• [SHORT PROBLEM]
Reproduce, without any change, the part of the records that opens with the line containing "Teacher note: indicate the smoke" and runs through the end of the records, including both of those ends.

• [DATA PROVIDED]

>>>

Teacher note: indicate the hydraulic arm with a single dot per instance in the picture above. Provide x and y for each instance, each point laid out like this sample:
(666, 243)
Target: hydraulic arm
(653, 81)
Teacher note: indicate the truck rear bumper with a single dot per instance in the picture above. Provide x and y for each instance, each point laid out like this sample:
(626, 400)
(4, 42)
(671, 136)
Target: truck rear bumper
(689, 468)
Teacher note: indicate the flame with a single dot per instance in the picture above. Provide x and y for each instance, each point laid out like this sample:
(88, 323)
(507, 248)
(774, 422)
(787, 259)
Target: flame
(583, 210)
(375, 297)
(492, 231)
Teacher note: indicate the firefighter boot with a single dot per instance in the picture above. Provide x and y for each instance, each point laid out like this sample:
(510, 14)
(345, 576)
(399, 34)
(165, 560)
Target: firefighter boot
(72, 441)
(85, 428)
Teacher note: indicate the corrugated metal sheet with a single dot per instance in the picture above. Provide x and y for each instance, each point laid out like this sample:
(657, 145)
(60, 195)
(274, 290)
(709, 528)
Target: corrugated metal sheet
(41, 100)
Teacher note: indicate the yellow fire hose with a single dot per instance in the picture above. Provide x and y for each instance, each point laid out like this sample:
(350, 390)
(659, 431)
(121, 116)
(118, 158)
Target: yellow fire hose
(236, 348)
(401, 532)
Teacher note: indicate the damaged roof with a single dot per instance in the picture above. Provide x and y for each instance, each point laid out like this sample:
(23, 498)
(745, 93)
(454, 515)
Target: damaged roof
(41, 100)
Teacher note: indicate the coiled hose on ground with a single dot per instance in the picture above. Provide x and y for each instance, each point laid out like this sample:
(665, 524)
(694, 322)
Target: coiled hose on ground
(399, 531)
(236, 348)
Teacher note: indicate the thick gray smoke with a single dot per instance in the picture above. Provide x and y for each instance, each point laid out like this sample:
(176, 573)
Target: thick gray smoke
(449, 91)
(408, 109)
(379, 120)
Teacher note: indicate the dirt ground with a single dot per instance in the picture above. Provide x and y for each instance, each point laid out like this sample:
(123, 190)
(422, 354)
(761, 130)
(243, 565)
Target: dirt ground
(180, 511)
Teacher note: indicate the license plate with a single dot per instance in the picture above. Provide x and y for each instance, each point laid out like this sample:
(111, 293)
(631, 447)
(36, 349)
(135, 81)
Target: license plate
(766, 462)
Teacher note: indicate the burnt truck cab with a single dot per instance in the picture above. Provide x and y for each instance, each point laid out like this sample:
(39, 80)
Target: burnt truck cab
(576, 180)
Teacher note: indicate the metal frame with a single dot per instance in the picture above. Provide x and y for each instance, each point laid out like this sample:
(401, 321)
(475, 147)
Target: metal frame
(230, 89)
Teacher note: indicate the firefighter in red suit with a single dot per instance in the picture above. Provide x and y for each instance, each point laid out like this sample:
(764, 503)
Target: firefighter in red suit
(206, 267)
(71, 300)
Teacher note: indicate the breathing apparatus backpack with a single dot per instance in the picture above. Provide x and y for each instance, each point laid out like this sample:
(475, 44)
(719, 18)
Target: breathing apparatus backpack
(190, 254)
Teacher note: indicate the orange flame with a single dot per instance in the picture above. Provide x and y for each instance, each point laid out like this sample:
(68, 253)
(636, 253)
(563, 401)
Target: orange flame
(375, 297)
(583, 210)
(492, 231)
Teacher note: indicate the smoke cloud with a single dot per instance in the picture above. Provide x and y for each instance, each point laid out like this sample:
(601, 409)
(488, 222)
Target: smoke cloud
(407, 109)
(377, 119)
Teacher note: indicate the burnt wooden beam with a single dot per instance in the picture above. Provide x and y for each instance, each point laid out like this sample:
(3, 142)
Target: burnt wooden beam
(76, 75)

<<<

• [SOLVED EXERCISE]
Teacher note: indicate the smoke cloud with a single dot per instance in the picture above. Provide x and y for each instance, each point laid out like this sample:
(601, 409)
(488, 222)
Target: smoke cloud
(407, 109)
(377, 119)
Teacher note: indicate the burnt wooden beam with a single dot per instance in the picture above. Provide x and y for each instance, each point laid out like this sample:
(3, 142)
Target: burnt wooden beam
(76, 75)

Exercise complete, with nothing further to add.